**Exercise instructions:**
1: Answer these about the article on phones powering Covid research:
(a) Around what time does Hannah Lawson-West head to bed?
(b) In which city is Angélica Azevedo's phone crunching numbers?
(c) How complete is the "Corona-AI" project?
2: Could you write the next part of the article on phones powering Covid research, picking up after its final sentence?

**Extract:**
Like most of us, Hannah Lawson-West has a regular night-time routine.
Unlike most of us though, hers involves carrying out thousands of complex scientific calculations to help fight Covid-19.
This is how it works: Hannah heads to bed at around 22:30 and turns on her electric blanket to heat up, while she washes her face and brushes her teeth.
Once in bed, she checks the news and Instagram, then plugs her phone in to charge before hitting the hay.
Then, for the next eight hours while the 31-year-old sleeps in her London flat, her phone quietly comes alive, allowing scientists to use its power to help coronavirus research.
Hannah has been doing this every night for over a year, and her phone so far has completed almost 2,500 calculations.
She's just one of nearly 100,000 people around the world regularly donating smartphone computing time to the DreamLab app.
The app is searching through digital simulations of food molecules to assess which combinations of nutrients may offer some medical benefits to treat Covid-19 or those suffering from so-called 'long Covid' symptoms.
There is currently no evidence that any food can help people with Covid, or stop them from getting Covid and considerably more research is needed to explore the findings of the project to determine if they are truly beneficial.
The study is being run by Imperial College London and the Vodafone Foundation charity and the research has been published in a peer-reviewed journal.
Power of volunteer computing
Organisers say that this volunteer smartphone computer network has been invaluable to the effort.
The cohort of phones is so powerful that it can process a collection of data in just three months, which would take a normal computer 300 years to process.
"I was first introduced to the app at the same time that my Dad was diagnosed with blood cancer," Hannah says. "The first project I 'powered' was trying to speed up cancer drug discovery.
"Then, when the Covid-19 pandemic hit, it felt right to change my project to a Covid-19-specific one.
"I like to look at the app on the weekends and it still baffles me how easy it is to do something rewarding whilst I sleep. To be honest, I'm not sure why more people aren't doing it."
Volunteers like Hannah have so far carried out more than 53 million calculations. The app is available worldwide and currently has users in 17 countries including the UK, Australia, South Africa, Germany, Ghana, Greece, Spain and Portugal.
900 miles away from Hannah's bedside table, in Lisbon, Angélica Azevedo's phone is also silently crunching the numbers while she sleeps.
"My Mum passed away with leukaemia during the pandemic," Angélica says.
"I guess I'm a bit more sensitive to medical matters because of this, and I feel that if I can do something to help find a cure for Covid, I will definitely try and do it."
The 28-year-old says she likes to look at the app first thing in the morning to start the day on a positive: "I check how many calculations my phone has done overnight and it makes me feel like I have contributed somehow," she says.
Grateful scientists
Professor Kirill Veselkov from Imperial College London's Faculty of Medicine says he is extremely grateful to all the people who have helped boost his research.
The "Corona-AI" project is only 55% complete, but even with the supercomputers at his university his team could not have got as far as the volunteers have in such a short period of time.
"100,000 smartphones is two to three times faster than the super-computers I have access to so it's been incredible to have so many people give us their compute each night."

**Saved data entries:**

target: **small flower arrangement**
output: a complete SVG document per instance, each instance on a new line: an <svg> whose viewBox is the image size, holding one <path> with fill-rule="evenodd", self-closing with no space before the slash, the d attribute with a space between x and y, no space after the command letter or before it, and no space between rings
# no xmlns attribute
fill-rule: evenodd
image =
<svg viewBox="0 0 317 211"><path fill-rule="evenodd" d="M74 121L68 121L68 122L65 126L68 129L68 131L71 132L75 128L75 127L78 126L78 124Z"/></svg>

--

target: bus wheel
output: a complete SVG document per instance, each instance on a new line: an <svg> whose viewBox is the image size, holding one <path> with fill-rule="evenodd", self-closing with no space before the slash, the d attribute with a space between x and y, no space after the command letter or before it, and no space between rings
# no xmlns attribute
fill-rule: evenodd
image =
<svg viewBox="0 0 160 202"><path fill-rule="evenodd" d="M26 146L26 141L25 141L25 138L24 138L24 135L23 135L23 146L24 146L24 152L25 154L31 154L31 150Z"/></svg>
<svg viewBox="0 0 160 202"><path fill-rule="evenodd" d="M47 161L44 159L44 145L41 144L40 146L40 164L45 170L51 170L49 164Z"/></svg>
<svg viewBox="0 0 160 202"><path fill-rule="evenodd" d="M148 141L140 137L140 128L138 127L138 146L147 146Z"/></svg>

**Answer set:**
1:
(a) Around 22:30.
(b) Lisbon.
(c) 55% complete.

2:
"Every time a volunteer successfully completes a "calculation", what their phone actually does is run through a complex simulation trying out various food molecule combinations to see which ones might theoretically help a person fight Covid-19. There are nearly 100 million different combinations to try so the more phones, the better."
Professor Veselkov's paper is due to be published in the journal Human Genomics.
In the paper, researchers says they have found more than 50 specific molecules that could theoretically have anti-COVID-19 properties.
Dr Simon Clarke, Associate Professor in Cellular Microbiology at the University of Reading said: "This is an interesting paper setting out how to crunch big data sets using people's smartphones and highlights a novel way that researchers are scratching the surface of some of the fundamentals about how Covid-19 works.
"Although the identification of nutrients in food may possibly have a role in the future reduction of severe Covid-19, it's important that the current pandemic will be managed through continuing to follow safe social distancing, hygiene and the much welcomed vaccines that are being developed."
Crowd computing origins
Volunteer computing started in the late 1990s. The first big project which had more than 100,000 volunteers was 'SETI@home', a scientific experiment based at University College, Berkeley. SETI used internet-connected computers to search for extra-terrestrial life by asking people to run a free program which downloads and analyses radio telescope data.
Dr David P. Anderson co-founded the project, and has since built a software platform called BOINC for others to use for their own research.
"The majority of the world's computing power isn't in clouds or super-computer centres, it's in people's houses," he said.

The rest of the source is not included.